About this exercise | Set down every entry exactly as given. Pictures are to be left out.

Material to process |
┌──
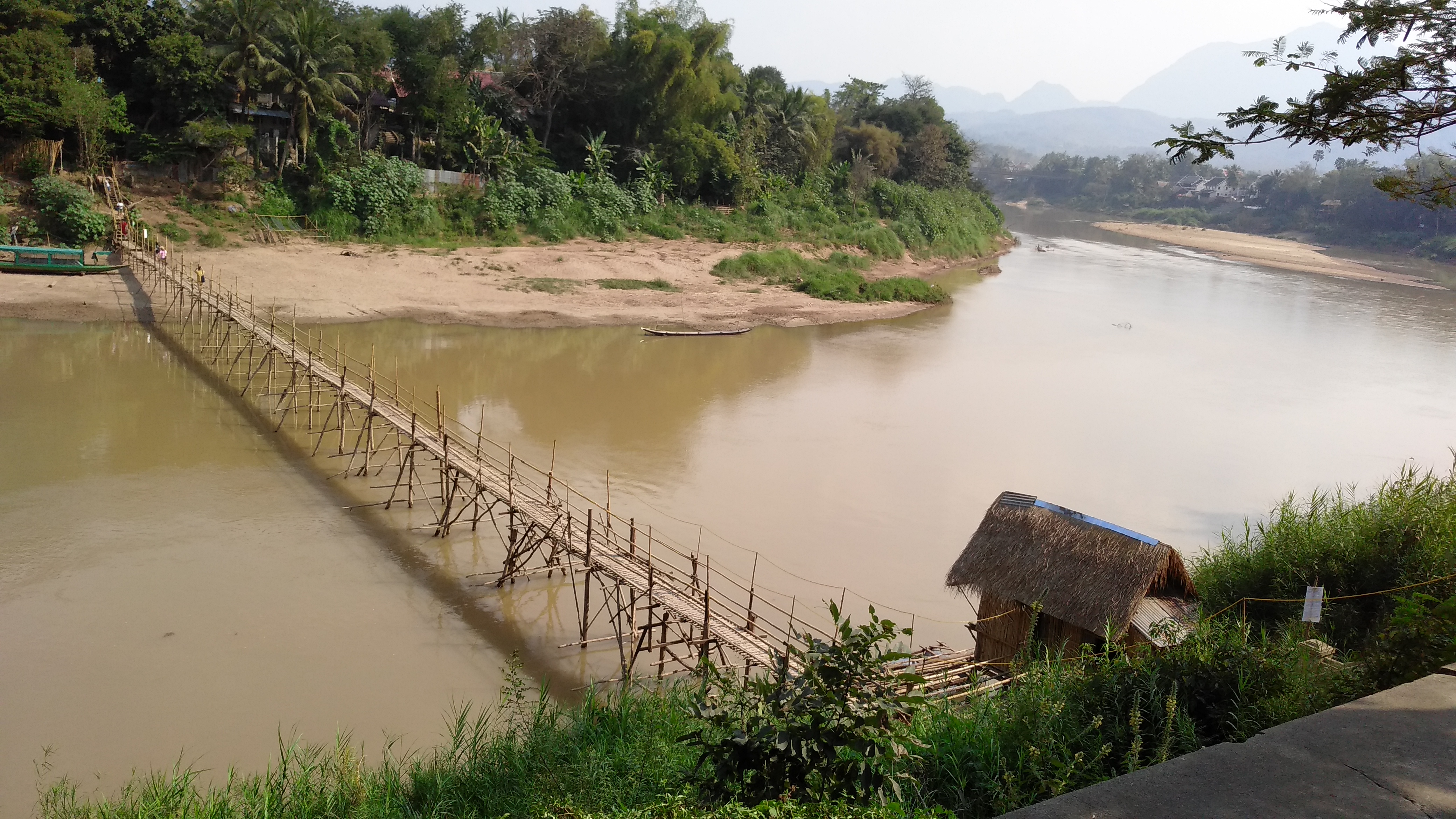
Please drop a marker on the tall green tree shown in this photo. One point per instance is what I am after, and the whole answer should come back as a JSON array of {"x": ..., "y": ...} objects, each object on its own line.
[
  {"x": 35, "y": 65},
  {"x": 558, "y": 53},
  {"x": 309, "y": 65},
  {"x": 241, "y": 41}
]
└──
Solution to the problem |
Please drop a marker on the tall green tree shown in this photo. One point per instance is what I am after, and the whole answer should come back as a JSON array of {"x": ..., "y": ...} objects, each object on its own line.
[
  {"x": 35, "y": 65},
  {"x": 558, "y": 53},
  {"x": 309, "y": 65},
  {"x": 241, "y": 41}
]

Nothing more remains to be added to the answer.